Die Leiden des jungen Gärtners

Als junger Gärtner muss man ja so einiges ertragen. Wie ich so neulich durch die sorgsam angelegten Reihen streife, zischt es plötzlich aus der Radieschenecke: „Spießer!“ So eine Frechheit. Und ja, ich gebe zu, wenn ich mal aus meiner Blase heraustrete und um mich schaue, dann gehöre ich mit meinen unter dreißig Jahren definitiv zu den Exoten. Aber spießig, nein, das lasse ich mir nicht vorwerfen!
Gartenarbeit ist ein Knochenjob, der Demut und Geduld lehrt. Es ist die Suche nach den eigenen Wurzeln, schließlich haben schon zig Generationen vor mir ihre Finger in die nackte Erde gesteckt. Und überhaupt will mir die Natur zeigen, was für ein kleiner Wurm ich doch bin. Erst werden wir im vergangenen Frühjahr von Schnecken überrannt, dann stehen wir vor toten und ausgetrockneten Beeten. Aber was genau fasziniert mich eigentlich an der Plackerei?
Es lenkt ab. Den Rasen mähen, damit die Kinder spielen können. Die Kartoffeln legen, denn es soll über Nacht regnen. Dafür braucht man volle Aufmerksamkeit und einen klaren Kopf. Gerade, wenn es Stress im Büro oder mit der Frau gibt oder etwa die Steuererklärung schon längst abgeschickt sein müsste, dann wirkt die Zeit im Grünen wie eine kleine Meditation. Druck und Panik aus dem Alltag schrumpeln im Garten auf Saatkorngröße.
Dreck unter den Fingernägeln, aufgescheuerte Knie, der Dorn im kleinen Finger. Kein Spießer würde sich solchen Leiden aussetzen. Als Gärtnernder beklagt man sich zwar lauthals über den Gartenzaun hinweg, wie furchtbar alles sei. Aber insgeheim liebt man die Schinderei und will bloß nicht, dass sie einem weggenommen wird. Denn irgendwann, man braucht nur Geduld, werden die Mühen hundertfach belohnt: Mit sanftem Säuseln in den Staudenbeeten, Schönheit, Farben und den Früchten des Gartens.

────────────────────────────────────────

## AUFGABENSTELLUNG:
A: Gib aus dem Text über den jungen Gärtner den Abschnitt wortgetreu aus, der mit den Worten „Es lenkt ab.“ beginnt und mit „Garten auf Saatkorngröße.“ aufhört.
B: Beantworte bitte zum Text über den jungen Gärtner diese Fragen:
(i) Was zischt es aus der Radieschenecke?
(ii) Wovon wurden sie im vergangenen Frühjahr überrannt?
(iii) Auf welche Größe schrumpeln Druck und Panik aus dem Alltag im Garten?

────────────────────────────────────────

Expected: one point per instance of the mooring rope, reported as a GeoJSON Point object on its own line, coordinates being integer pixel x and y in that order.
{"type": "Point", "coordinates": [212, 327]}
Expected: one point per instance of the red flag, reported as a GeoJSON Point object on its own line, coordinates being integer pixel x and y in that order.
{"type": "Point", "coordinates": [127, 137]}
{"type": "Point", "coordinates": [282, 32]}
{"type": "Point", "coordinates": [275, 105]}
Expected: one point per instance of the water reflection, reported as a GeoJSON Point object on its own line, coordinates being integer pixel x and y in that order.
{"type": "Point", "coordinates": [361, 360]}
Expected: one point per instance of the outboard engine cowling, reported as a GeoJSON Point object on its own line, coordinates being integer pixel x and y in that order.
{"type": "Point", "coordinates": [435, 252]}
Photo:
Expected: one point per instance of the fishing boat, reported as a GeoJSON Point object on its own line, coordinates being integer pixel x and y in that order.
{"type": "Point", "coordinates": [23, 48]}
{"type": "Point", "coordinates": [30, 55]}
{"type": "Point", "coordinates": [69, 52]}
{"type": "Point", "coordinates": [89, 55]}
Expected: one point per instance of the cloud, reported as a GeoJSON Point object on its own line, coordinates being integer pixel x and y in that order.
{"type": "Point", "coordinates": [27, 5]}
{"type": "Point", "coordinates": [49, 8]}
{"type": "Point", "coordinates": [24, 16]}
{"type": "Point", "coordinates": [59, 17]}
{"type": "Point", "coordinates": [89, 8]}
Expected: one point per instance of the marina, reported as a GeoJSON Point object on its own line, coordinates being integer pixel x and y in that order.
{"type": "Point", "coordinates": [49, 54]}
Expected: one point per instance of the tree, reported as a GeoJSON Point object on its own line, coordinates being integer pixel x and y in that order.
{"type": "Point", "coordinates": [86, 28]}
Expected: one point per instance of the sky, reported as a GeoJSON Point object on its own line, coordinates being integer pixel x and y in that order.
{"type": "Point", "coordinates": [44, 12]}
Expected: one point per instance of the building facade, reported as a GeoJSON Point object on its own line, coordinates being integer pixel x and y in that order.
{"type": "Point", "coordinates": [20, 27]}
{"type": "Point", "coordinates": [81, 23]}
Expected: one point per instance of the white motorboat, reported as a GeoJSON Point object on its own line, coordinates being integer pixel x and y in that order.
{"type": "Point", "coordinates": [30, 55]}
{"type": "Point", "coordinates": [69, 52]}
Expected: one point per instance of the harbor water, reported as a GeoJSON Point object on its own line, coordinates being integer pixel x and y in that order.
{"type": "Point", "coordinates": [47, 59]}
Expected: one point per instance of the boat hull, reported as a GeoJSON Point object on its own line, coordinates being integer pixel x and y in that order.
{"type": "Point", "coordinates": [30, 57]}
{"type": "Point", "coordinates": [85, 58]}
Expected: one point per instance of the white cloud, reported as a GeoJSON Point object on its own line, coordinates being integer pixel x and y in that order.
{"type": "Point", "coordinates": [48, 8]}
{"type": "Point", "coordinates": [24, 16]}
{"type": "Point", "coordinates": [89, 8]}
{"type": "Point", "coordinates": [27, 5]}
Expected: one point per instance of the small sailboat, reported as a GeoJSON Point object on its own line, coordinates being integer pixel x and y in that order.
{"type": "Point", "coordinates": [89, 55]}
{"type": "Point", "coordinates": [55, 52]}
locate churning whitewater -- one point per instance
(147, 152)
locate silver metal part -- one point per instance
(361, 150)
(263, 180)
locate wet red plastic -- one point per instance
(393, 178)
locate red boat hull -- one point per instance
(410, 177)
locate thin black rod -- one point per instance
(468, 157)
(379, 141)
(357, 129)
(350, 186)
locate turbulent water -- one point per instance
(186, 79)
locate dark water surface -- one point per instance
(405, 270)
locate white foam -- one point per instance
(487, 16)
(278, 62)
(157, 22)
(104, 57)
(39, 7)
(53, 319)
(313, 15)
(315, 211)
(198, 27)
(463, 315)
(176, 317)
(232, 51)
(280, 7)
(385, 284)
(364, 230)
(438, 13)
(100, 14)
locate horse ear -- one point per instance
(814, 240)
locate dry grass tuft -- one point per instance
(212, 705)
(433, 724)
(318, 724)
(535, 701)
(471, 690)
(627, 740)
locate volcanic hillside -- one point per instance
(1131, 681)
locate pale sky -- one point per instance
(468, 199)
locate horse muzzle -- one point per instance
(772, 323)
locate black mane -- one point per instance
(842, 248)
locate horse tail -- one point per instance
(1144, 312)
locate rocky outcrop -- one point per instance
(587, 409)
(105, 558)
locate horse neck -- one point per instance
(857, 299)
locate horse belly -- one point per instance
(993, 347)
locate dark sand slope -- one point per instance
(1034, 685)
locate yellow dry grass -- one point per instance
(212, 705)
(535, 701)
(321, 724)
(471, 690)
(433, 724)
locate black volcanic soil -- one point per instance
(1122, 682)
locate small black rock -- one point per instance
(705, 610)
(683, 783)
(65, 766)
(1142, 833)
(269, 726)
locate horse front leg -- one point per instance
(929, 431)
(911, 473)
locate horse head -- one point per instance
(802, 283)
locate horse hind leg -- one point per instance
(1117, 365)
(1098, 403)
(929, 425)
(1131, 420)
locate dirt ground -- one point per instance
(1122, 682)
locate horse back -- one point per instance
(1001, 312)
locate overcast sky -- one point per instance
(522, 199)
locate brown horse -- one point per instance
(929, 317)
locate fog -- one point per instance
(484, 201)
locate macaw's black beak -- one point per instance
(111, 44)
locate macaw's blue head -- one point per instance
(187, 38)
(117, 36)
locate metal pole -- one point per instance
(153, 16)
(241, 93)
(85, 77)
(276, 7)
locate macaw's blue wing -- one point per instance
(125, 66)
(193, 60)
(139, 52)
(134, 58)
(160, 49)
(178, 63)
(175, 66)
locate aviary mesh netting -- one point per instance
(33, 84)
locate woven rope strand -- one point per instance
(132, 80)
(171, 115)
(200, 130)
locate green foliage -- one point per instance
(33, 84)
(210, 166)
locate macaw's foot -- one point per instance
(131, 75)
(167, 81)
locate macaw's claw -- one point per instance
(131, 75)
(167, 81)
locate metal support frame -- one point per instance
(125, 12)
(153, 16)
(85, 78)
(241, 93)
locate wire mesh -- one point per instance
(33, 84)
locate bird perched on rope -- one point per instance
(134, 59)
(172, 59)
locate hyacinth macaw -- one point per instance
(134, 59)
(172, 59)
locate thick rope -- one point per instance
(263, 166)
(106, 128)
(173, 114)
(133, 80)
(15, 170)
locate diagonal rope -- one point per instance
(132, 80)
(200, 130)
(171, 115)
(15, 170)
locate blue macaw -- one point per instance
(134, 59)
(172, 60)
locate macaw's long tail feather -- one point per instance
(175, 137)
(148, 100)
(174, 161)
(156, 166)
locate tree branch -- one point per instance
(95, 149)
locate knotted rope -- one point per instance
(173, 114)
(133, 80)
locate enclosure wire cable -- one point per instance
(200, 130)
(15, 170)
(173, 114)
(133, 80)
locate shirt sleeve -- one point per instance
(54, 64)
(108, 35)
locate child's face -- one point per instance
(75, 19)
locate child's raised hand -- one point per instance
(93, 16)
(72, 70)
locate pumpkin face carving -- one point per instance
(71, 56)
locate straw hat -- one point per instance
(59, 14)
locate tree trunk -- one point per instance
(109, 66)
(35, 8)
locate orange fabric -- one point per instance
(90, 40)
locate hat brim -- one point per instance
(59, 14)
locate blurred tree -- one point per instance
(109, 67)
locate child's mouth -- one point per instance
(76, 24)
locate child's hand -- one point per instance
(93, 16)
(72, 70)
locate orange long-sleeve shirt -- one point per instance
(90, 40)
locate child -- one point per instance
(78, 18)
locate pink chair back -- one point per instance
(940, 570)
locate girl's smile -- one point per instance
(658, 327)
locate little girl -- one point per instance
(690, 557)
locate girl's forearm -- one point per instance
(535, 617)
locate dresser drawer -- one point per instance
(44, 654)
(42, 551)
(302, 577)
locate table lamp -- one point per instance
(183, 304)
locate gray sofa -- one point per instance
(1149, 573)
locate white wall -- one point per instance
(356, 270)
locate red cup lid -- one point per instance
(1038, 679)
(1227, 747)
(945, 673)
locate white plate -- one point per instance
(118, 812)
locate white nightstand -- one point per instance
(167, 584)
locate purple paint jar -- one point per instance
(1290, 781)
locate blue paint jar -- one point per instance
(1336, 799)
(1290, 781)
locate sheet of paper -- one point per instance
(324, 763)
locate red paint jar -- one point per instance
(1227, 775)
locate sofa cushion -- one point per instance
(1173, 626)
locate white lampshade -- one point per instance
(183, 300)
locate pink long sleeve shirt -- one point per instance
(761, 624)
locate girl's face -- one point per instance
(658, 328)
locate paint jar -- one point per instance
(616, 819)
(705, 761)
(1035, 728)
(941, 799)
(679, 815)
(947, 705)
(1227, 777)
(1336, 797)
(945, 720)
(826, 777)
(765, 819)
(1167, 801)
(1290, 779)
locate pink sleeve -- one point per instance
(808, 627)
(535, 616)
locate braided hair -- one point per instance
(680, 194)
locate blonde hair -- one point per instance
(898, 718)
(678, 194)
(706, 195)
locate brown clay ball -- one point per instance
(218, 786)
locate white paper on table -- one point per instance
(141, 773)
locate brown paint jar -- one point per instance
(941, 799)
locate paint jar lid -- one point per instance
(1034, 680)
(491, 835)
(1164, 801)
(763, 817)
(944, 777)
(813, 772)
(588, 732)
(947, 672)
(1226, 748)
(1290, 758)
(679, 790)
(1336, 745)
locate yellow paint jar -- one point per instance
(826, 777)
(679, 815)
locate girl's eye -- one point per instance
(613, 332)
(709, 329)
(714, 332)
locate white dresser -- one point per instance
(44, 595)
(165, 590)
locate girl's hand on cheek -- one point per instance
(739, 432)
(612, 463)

────────────────────────────────────────

## DEINE ANTWORTEN:
A:
Es lenkt ab. Den Rasen mähen, damit die Kinder spielen können. Die Kartoffeln legen, denn es soll über Nacht regnen. Dafür braucht man volle Aufmerksamkeit und einen klaren Kopf. Gerade, wenn es Stress im Büro oder mit der Frau gibt oder etwa die Steuererklärung schon längst abgeschickt sein müsste, dann wirkt die Zeit im Grünen wie eine kleine Meditation. Druck und Panik aus dem Alltag schrumpeln im Garten auf Saatkorngröße.

B:
(i) „Spießer!“
(ii) Von Schnecken.
(iii) Auf Saatkorngröße.